__Task directions__: Whenever "ceramic" occurs in a line of the material, list that line.

- - - - -

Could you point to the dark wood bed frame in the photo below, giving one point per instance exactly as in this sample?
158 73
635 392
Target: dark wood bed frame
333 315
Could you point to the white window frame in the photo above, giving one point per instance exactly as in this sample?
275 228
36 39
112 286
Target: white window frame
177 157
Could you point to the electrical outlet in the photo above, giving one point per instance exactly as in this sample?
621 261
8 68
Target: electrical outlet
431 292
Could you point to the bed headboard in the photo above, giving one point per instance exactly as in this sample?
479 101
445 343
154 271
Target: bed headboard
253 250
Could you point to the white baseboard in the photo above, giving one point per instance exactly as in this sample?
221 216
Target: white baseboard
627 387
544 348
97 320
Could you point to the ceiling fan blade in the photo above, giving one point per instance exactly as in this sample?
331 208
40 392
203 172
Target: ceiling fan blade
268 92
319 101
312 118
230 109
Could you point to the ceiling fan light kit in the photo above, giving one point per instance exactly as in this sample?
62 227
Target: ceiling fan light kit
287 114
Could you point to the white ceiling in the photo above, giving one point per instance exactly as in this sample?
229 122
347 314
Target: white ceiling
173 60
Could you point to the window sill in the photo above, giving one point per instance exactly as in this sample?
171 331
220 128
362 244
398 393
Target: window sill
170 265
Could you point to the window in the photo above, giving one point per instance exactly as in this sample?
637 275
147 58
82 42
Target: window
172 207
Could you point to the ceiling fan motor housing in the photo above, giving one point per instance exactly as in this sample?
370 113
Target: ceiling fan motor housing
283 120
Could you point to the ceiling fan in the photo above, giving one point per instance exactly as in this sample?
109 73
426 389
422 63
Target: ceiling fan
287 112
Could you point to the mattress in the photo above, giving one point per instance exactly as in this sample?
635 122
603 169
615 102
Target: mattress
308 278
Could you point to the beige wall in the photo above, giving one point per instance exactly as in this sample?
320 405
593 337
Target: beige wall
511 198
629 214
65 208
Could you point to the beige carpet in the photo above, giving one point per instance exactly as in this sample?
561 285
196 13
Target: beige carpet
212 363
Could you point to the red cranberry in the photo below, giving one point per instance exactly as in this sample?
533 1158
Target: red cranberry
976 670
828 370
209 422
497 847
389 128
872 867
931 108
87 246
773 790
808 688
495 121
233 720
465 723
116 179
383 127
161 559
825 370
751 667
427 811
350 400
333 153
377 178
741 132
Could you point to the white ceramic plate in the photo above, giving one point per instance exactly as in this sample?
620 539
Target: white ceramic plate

- - - - -

__The completed task__:
Could you point to the white ceramic plate in the photo above, giving one point per instance exactly as in this sample?
Target: white ceramic plate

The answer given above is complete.